### TEXT EXCERPT
------------------------
The point struck me because so many times as an application developer I've thought to myself "it's good enough" or "it will work for now". Really though, that's not good enough. I should work until the thing I've added is invisible, or at least fun to use. I need to raise my standards.

Having raised one's standards, the trick is then to avoid the traps of perfectionism. Do you have any thoughts on how to walk the road, avoiding the pitfalls, standards held high?

Tuesday, October 20, 2009

Bug squashing sprints

Every time somebody asks me what I think we should do for a sprint, I try to suggest "fix as many bugs as possible".

Each of the Launchpad teams gets together in a single location for a week long "sprint" fairly regularly. Maybe each team has two sprints a year.

Often these sprints end up being long talking sessions where designs for features are thrashed out. That's great and all, and sprints are a rare opportunity to do that, but often the design work goes unused for months while the team deals with the work already on its collective plate.
------------------------
### BRIEF 1
For each statement about the blog excerpt, answer yes or no, and quote the words from the excerpt that settle it.
(a) Each Launchpad team meets in one place for a sprint lasting a week.
(b) The writer usually proposes that a sprint be spent designing new features.
(c) Design work produced at sprints is typically put to use right away.
------------------------
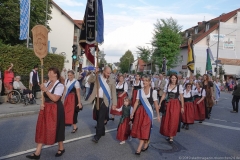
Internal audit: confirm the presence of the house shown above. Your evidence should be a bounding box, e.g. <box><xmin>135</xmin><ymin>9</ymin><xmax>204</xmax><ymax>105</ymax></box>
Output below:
<box><xmin>48</xmin><ymin>1</ymin><xmax>82</xmax><ymax>69</ymax></box>
<box><xmin>173</xmin><ymin>9</ymin><xmax>240</xmax><ymax>76</ymax></box>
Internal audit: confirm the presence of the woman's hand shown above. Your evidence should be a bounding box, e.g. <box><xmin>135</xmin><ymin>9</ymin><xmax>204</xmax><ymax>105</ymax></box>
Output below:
<box><xmin>40</xmin><ymin>104</ymin><xmax>45</xmax><ymax>110</ymax></box>
<box><xmin>181</xmin><ymin>107</ymin><xmax>184</xmax><ymax>114</ymax></box>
------------------------
### BRIEF 2
Return every one of the entries above word for word, leaving out the pictures.

### COMPLETE OUTPUT 1
(a) Yes: "Each of the Launchpad teams gets together in a single location for a week long "sprint" fairly regularly."
(b) No: "I try to suggest "fix as many bugs as possible"."
(c) No: "often the design work goes unused for months while the team deals with the work already on its collective plate."

### COMPLETE OUTPUT 2
Internal audit: confirm the presence of the house shown above. Your evidence should be a bounding box, e.g. <box><xmin>135</xmin><ymin>9</ymin><xmax>204</xmax><ymax>105</ymax></box>
Output below:
<box><xmin>48</xmin><ymin>1</ymin><xmax>82</xmax><ymax>69</ymax></box>
<box><xmin>173</xmin><ymin>9</ymin><xmax>240</xmax><ymax>76</ymax></box>
Internal audit: confirm the presence of the woman's hand shown above. Your evidence should be a bounding box, e.g. <box><xmin>135</xmin><ymin>9</ymin><xmax>204</xmax><ymax>105</ymax></box>
Output below:
<box><xmin>40</xmin><ymin>104</ymin><xmax>45</xmax><ymax>110</ymax></box>
<box><xmin>181</xmin><ymin>107</ymin><xmax>184</xmax><ymax>114</ymax></box>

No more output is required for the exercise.